Segment Start: Provided records

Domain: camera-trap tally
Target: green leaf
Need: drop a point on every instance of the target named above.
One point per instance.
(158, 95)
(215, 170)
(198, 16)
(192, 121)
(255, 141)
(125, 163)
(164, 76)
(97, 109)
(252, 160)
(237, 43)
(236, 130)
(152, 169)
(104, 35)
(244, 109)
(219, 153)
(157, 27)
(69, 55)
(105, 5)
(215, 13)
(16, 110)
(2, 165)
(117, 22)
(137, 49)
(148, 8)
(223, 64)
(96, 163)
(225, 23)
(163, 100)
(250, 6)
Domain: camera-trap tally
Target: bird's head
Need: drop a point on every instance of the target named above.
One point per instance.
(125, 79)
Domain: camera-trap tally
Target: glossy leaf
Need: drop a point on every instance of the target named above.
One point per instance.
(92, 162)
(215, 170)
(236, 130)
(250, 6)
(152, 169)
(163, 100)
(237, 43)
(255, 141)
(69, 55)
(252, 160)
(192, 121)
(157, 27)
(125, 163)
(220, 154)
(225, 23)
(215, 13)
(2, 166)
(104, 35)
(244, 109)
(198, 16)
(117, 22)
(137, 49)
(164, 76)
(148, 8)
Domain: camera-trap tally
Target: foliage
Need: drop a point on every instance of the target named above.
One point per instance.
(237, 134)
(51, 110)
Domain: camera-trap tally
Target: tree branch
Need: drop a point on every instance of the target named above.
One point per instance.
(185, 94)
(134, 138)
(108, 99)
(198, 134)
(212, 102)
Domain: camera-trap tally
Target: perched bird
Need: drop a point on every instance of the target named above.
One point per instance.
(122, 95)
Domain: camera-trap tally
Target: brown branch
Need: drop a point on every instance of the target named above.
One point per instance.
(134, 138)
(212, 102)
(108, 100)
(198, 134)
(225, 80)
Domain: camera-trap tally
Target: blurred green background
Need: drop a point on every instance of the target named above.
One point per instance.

Segment End: Provided records
Segment Start: Provided records

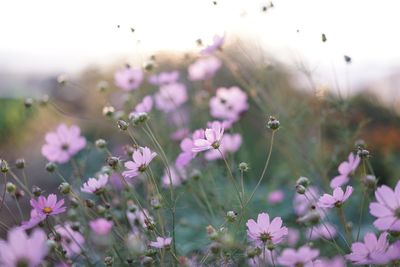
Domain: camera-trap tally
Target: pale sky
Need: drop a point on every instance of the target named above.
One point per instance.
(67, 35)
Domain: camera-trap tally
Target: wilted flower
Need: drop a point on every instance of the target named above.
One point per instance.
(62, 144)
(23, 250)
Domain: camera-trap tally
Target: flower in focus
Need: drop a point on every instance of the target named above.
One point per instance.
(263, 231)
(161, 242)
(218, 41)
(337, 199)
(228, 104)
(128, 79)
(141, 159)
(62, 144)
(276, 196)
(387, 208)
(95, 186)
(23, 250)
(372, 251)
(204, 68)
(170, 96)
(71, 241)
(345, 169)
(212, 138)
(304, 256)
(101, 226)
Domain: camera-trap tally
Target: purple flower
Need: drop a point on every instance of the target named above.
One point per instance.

Segment End: Provided records

◆ **About this task**
Every line of the material that holds the word "flower" must be found and copied.

◆ **Task solution**
Target: wilted flower
Target: flower in focus
Target: purple flower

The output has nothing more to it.